**Labeled contour entries**
* * * * * * * * *

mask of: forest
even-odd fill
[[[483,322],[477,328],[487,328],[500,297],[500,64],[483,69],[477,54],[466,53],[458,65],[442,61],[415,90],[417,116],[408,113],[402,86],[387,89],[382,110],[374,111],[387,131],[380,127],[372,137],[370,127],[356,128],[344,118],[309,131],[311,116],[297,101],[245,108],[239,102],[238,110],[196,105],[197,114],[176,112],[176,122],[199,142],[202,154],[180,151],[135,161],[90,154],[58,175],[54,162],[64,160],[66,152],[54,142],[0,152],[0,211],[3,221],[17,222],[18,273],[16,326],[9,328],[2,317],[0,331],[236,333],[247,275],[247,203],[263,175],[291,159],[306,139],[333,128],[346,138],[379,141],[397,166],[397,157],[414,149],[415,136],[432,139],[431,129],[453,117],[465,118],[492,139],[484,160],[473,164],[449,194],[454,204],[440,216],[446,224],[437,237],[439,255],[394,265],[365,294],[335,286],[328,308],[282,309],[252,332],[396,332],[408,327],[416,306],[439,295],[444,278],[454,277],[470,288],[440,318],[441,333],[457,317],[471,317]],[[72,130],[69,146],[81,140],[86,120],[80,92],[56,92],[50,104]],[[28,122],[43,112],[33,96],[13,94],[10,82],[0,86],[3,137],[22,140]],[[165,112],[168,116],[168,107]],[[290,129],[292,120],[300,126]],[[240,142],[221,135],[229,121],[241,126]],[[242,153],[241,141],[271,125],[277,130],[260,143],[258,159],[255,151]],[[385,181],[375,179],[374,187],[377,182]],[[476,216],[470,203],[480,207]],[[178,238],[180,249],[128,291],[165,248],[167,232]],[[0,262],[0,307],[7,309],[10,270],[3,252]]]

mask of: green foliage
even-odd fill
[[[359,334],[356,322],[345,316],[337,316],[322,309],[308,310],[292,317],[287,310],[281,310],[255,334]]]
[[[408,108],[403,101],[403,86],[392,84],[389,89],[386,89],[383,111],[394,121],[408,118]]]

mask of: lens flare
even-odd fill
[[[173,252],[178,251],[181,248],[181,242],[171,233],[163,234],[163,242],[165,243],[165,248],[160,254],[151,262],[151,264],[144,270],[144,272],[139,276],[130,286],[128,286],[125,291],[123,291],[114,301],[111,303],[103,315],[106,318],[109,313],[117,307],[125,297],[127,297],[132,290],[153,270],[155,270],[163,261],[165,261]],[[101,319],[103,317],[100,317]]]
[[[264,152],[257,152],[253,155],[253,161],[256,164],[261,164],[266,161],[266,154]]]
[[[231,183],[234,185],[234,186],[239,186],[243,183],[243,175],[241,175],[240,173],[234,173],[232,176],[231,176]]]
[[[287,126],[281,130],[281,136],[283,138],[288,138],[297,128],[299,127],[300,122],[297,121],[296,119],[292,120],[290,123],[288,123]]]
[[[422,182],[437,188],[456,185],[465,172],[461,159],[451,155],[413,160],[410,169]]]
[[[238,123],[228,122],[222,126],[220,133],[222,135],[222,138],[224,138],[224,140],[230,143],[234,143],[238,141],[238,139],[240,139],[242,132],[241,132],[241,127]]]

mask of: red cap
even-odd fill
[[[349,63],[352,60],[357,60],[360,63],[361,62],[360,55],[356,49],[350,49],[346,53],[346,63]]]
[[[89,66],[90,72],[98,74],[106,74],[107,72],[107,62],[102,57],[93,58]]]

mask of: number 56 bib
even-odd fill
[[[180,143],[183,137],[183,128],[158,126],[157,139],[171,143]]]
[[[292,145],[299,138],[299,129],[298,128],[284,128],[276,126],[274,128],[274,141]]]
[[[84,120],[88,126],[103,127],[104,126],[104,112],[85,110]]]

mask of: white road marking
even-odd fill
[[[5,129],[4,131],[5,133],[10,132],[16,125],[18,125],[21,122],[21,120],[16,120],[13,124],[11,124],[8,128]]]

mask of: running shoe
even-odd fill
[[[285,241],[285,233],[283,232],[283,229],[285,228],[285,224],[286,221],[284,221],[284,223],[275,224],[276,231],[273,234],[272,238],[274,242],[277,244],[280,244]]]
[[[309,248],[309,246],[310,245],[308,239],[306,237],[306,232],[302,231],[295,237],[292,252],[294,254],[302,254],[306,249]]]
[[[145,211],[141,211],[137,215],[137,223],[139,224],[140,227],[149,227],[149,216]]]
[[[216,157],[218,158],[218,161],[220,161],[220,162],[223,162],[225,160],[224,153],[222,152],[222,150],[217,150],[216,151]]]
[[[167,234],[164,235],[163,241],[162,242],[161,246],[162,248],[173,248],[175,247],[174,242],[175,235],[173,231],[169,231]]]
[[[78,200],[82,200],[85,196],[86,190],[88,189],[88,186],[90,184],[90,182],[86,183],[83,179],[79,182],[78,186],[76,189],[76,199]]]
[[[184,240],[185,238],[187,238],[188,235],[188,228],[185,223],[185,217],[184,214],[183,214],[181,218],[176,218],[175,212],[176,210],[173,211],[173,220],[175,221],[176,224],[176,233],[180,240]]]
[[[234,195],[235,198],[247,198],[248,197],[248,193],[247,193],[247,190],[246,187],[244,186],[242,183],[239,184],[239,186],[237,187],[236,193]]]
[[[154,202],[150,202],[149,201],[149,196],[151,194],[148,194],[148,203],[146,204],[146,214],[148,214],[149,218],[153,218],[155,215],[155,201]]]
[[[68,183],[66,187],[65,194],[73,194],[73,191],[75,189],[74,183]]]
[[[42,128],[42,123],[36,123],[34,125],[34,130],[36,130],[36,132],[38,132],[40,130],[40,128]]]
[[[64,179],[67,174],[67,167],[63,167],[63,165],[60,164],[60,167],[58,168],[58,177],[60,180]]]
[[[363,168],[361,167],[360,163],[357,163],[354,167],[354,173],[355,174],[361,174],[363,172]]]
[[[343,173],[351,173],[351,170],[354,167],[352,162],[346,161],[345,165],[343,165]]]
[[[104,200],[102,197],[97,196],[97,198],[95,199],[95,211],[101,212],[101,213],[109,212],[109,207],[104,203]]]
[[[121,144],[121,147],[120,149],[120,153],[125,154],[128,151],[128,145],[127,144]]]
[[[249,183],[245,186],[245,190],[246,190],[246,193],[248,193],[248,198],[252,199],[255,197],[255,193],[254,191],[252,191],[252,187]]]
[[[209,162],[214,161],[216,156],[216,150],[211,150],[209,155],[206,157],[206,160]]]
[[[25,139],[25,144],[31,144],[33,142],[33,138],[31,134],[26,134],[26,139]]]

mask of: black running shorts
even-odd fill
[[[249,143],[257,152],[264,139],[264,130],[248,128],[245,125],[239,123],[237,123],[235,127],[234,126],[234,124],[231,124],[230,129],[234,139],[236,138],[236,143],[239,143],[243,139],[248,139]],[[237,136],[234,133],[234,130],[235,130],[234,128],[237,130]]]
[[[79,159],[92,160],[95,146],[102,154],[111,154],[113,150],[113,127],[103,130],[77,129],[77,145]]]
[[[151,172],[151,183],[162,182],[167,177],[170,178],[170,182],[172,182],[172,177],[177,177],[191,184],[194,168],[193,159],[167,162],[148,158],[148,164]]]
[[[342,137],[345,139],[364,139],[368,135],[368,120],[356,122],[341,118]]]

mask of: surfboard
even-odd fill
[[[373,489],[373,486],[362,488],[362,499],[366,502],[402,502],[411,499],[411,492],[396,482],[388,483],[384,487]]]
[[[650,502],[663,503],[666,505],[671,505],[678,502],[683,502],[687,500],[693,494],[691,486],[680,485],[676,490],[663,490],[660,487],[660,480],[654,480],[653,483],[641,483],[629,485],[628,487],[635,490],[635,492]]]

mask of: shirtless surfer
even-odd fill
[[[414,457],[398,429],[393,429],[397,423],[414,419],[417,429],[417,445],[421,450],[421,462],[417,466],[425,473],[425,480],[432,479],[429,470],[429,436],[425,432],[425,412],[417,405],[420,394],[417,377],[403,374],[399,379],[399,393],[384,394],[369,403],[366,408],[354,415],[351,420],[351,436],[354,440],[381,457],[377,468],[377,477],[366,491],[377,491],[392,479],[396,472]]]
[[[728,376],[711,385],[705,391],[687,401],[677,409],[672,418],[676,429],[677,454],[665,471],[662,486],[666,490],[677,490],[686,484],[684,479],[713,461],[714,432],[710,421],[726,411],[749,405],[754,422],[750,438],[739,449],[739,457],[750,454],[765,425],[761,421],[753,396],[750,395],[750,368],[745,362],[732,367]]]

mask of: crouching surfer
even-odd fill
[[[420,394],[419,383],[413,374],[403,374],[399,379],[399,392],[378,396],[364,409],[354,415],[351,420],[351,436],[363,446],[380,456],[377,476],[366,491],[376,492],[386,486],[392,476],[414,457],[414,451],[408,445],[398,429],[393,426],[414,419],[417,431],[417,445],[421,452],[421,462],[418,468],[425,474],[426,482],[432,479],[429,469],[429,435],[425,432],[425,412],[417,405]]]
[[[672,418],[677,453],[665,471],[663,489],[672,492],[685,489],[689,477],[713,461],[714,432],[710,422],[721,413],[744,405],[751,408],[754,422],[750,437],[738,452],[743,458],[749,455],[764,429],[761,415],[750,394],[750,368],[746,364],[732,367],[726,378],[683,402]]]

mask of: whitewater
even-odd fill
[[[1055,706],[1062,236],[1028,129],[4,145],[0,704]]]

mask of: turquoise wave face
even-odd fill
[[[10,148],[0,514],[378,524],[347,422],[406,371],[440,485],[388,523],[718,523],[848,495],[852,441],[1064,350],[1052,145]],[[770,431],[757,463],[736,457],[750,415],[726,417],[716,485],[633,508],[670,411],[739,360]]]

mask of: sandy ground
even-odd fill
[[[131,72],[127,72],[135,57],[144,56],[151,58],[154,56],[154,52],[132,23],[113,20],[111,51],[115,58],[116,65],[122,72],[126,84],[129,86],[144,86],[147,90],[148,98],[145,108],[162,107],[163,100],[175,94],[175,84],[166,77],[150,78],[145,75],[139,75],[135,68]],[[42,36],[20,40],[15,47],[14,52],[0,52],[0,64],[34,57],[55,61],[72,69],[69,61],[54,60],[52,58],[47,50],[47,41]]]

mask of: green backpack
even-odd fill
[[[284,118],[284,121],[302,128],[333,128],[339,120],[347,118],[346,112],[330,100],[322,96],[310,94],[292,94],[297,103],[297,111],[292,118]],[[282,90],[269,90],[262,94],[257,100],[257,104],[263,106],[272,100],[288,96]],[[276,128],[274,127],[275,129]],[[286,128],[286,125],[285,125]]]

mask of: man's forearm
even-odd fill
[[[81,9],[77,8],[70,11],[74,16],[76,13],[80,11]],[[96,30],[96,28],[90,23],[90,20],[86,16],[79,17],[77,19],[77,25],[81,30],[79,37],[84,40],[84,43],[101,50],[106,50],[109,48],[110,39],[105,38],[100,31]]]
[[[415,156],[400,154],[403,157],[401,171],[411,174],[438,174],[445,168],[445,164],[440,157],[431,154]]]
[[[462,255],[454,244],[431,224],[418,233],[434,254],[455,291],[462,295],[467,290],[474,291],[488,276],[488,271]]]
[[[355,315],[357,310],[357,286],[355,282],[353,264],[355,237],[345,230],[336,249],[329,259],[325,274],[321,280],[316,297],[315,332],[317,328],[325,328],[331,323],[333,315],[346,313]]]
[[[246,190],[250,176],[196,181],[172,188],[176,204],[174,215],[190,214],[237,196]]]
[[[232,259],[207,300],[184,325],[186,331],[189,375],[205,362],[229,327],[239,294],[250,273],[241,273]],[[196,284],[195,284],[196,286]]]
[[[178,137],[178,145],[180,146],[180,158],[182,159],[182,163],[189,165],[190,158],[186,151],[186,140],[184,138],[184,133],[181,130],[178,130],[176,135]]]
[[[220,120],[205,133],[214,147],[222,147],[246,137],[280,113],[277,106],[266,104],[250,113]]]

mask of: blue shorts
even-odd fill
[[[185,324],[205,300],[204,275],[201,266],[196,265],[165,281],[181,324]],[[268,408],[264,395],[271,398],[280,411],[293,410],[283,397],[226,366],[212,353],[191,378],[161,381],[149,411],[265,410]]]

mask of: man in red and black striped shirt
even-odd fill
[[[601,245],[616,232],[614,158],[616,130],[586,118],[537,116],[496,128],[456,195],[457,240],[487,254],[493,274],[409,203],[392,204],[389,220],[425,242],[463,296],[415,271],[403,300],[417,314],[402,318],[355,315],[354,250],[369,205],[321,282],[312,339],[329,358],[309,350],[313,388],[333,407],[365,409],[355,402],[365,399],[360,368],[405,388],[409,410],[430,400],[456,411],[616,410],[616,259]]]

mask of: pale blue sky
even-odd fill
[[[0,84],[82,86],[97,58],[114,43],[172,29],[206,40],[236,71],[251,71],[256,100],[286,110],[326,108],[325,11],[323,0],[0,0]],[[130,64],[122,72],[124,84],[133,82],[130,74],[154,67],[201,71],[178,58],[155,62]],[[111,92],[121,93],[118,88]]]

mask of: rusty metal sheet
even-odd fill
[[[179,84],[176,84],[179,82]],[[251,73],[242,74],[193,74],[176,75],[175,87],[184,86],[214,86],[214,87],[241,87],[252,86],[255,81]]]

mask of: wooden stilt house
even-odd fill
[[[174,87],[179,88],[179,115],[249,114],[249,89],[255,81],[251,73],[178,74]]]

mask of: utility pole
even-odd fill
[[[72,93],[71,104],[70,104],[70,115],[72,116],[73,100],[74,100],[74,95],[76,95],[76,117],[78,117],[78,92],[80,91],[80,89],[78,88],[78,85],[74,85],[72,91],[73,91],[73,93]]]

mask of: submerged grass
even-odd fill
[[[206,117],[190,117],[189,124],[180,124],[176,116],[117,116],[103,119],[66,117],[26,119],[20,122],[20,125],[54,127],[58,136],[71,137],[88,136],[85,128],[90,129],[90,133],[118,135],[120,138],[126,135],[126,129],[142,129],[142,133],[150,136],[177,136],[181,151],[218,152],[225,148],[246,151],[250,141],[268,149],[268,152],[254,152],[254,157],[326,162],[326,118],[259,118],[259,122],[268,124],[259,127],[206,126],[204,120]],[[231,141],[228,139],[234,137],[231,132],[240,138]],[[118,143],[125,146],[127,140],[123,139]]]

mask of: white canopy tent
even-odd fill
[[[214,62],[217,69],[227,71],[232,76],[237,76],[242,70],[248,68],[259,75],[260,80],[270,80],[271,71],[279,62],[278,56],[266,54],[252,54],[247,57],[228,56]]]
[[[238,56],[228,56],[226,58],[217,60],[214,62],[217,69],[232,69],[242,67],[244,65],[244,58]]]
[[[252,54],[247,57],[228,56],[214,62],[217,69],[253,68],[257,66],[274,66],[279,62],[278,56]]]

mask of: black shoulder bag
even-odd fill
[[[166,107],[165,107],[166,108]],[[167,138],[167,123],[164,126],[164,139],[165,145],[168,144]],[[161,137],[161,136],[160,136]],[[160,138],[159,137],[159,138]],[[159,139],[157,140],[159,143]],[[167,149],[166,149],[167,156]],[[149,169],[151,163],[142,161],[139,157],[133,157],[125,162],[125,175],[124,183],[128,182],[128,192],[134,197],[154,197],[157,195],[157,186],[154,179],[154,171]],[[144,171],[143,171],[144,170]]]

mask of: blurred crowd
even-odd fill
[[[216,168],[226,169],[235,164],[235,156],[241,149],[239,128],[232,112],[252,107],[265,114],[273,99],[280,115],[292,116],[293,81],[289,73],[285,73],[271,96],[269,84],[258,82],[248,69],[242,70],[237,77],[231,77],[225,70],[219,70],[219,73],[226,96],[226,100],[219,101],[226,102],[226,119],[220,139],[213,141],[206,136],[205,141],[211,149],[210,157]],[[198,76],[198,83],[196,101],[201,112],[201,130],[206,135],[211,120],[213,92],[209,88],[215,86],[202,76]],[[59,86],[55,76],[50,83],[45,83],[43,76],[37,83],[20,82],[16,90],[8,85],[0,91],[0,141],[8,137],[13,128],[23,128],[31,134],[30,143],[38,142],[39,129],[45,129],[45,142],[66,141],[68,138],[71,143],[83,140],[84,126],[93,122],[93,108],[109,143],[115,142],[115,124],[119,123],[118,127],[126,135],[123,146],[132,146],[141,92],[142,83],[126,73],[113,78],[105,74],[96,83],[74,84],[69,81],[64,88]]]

* * * * * * * * *

**Written problem**
List every line of the data above that contains the string "green", matching case exactly.

**Correct answer**
mask of: green foliage
mask of: green backpack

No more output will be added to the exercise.